EXERCISE GOAL: When the word "order" shows up in a line of the data below, copy that whole line.
ENTRIES PROVIDED Block Start
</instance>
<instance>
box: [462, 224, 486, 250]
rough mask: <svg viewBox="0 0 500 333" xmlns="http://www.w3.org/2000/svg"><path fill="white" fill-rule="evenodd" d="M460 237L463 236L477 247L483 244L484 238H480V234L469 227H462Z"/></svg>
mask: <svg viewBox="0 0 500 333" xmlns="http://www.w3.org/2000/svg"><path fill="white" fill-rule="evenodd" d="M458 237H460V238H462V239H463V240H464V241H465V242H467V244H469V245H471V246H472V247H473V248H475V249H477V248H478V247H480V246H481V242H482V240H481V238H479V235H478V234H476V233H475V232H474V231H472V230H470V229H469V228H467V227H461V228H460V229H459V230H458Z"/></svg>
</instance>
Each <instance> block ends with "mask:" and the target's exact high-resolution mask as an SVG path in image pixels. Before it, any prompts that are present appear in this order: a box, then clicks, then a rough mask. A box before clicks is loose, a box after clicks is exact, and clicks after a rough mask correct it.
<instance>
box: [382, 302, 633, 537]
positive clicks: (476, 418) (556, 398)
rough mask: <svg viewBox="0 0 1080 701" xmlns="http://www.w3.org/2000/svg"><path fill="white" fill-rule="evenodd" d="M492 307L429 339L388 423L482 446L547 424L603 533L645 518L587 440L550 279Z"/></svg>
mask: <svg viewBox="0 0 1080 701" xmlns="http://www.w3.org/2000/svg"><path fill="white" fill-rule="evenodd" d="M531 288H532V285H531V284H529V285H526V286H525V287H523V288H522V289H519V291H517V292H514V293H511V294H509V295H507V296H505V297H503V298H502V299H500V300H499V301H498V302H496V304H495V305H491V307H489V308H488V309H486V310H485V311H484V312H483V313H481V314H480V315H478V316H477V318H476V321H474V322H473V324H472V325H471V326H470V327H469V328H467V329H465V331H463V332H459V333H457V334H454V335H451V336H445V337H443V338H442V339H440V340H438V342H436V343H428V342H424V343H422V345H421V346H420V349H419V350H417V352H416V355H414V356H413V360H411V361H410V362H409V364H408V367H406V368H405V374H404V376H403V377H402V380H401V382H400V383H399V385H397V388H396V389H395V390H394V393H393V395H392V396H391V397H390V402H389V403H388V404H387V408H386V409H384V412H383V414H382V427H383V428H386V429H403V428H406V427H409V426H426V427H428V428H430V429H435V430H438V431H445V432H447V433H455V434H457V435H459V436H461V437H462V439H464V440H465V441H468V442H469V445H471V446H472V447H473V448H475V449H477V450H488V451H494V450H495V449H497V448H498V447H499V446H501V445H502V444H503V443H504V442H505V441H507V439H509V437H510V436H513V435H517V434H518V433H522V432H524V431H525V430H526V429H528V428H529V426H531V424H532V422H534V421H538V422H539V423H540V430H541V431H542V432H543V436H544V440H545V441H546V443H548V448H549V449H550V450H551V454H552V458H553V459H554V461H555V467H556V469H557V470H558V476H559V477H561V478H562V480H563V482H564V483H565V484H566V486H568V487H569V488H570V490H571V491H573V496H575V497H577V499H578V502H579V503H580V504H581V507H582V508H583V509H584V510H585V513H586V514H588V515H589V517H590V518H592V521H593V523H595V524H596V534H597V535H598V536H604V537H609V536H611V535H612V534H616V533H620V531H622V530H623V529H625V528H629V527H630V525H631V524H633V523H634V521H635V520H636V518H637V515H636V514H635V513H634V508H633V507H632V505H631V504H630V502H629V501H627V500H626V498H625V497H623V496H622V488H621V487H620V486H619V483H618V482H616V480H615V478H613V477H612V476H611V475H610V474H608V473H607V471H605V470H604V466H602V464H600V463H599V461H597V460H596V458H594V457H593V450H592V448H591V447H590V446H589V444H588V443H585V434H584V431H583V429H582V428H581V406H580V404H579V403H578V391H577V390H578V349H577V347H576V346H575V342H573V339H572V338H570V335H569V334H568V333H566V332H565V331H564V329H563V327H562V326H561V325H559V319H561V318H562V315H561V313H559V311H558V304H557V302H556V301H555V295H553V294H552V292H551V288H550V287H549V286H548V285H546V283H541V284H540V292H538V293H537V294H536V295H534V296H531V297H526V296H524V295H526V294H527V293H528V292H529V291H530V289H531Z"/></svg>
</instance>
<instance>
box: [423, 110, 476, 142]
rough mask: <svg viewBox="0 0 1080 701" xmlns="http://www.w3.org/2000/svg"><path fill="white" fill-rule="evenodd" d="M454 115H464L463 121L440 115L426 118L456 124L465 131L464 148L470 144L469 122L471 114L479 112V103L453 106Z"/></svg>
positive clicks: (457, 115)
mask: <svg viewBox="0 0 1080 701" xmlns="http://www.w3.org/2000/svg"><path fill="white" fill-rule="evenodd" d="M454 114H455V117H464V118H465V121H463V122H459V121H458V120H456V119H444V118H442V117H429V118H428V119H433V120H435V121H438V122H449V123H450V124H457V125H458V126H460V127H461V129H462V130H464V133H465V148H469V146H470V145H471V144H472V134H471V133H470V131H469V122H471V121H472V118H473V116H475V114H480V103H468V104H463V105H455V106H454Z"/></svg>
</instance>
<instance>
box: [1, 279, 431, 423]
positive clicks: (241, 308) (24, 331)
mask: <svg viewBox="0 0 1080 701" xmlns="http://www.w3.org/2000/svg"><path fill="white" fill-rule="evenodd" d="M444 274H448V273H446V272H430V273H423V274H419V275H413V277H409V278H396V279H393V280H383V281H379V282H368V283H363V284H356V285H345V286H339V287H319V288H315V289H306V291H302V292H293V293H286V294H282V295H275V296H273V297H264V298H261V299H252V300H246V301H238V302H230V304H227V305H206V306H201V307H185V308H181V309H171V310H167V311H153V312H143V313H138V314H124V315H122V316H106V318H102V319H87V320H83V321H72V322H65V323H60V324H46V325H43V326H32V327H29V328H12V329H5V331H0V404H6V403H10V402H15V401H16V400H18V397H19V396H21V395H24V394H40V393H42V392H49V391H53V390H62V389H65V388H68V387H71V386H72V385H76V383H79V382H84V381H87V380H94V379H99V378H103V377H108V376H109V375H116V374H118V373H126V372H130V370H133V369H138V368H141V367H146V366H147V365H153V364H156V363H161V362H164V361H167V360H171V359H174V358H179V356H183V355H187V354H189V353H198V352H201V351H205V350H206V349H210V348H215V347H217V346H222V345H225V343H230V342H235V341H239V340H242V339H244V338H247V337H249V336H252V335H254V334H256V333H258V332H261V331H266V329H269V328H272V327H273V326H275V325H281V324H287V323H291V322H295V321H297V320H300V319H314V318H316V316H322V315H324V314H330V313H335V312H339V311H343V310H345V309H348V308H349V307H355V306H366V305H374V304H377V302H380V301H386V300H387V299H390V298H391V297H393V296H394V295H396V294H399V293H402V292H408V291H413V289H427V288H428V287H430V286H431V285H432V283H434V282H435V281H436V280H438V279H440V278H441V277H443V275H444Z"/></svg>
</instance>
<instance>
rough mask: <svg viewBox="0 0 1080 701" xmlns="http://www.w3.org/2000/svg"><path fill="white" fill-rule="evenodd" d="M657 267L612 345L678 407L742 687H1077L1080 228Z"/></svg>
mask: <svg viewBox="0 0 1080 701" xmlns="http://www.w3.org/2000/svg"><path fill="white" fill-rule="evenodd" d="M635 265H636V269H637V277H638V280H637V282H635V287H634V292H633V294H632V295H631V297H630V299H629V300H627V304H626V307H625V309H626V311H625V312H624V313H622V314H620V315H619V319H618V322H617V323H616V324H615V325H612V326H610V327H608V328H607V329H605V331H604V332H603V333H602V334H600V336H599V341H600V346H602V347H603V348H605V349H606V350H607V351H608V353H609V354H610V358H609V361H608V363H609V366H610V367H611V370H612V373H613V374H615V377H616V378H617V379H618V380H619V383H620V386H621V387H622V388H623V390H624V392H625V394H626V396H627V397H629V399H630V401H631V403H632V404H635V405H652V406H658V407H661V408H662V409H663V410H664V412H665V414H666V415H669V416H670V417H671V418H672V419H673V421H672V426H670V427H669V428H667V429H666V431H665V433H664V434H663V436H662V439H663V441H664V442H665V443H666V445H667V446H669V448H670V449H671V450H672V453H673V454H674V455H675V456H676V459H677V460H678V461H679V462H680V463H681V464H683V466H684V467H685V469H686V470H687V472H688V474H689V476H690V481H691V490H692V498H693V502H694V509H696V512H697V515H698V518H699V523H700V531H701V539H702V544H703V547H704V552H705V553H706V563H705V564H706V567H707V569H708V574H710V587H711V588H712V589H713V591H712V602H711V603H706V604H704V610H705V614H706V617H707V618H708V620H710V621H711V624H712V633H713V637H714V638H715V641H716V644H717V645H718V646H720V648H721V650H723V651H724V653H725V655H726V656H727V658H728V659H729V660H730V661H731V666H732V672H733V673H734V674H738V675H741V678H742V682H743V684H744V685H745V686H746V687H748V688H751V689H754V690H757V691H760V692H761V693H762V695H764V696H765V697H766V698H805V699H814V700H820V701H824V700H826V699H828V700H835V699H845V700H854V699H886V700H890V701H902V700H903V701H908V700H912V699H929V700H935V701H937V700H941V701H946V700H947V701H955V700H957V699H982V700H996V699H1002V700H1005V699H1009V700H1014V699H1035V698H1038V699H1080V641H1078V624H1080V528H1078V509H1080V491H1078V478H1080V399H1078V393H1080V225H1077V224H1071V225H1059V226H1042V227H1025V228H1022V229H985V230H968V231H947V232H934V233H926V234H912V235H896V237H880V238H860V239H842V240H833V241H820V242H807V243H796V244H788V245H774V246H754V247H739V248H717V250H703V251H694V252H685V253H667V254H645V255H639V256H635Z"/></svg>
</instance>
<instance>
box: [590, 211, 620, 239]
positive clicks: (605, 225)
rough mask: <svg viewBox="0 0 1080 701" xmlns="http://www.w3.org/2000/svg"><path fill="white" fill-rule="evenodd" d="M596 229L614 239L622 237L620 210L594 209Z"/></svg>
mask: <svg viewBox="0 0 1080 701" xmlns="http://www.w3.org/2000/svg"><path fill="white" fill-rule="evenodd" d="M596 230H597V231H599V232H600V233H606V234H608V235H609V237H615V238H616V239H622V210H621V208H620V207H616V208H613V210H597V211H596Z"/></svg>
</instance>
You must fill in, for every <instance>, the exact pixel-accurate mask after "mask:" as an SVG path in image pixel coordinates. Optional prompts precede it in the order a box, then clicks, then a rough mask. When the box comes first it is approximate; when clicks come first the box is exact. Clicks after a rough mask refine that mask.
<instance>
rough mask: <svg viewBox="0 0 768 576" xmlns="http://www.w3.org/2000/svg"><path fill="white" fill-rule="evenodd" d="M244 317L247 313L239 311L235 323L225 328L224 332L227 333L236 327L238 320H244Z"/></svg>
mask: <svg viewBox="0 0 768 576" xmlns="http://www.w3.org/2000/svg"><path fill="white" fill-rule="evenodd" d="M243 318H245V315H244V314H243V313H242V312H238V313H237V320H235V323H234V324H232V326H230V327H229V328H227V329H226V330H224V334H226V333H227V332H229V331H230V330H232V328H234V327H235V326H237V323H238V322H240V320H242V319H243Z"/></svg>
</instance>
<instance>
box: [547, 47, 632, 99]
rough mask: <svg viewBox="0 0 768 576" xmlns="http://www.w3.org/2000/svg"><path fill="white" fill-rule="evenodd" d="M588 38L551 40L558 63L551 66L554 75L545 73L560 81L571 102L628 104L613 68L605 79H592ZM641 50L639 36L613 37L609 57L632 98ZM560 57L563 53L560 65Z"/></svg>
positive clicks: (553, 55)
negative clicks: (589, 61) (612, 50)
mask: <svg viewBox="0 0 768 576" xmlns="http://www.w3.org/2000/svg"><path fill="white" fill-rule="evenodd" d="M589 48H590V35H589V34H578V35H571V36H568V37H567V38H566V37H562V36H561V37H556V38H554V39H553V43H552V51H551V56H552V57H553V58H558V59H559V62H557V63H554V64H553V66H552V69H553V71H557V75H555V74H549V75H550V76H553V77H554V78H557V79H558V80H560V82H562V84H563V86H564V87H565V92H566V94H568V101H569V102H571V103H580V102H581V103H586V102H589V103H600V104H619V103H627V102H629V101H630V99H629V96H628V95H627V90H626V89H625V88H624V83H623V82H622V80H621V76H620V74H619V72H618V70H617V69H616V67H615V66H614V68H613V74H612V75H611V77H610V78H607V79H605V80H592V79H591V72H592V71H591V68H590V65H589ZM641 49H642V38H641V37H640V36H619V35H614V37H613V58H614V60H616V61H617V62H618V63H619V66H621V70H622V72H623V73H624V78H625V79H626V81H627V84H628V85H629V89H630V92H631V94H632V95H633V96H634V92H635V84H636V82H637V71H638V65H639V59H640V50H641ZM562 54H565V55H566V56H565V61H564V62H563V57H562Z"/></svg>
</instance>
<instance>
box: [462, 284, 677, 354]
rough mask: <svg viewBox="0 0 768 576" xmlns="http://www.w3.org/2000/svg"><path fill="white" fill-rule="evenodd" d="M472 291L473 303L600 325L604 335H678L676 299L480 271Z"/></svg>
ENTRIES PROVIDED Block End
FINISHED EXERCISE:
Each <instance> block ends with "mask:" and the target's exact high-resolution mask as an SVG path in image pixels. Before it, any prompts that are present appear in this order: a box, then clicks, then a rough mask. A box before clicks is loose, a box after clicks is exact, and clicks after a rough mask correct it.
You must fill in, for every <instance>, the exact pixel-accurate mask after "mask:" as an SVG path in image pixel coordinates. Optional prompts precede it in the order a box, then clicks, then a rough mask. When the box comes first it is approximate; when clicks come first the box is exact. Clicks after a rough mask refine that mask.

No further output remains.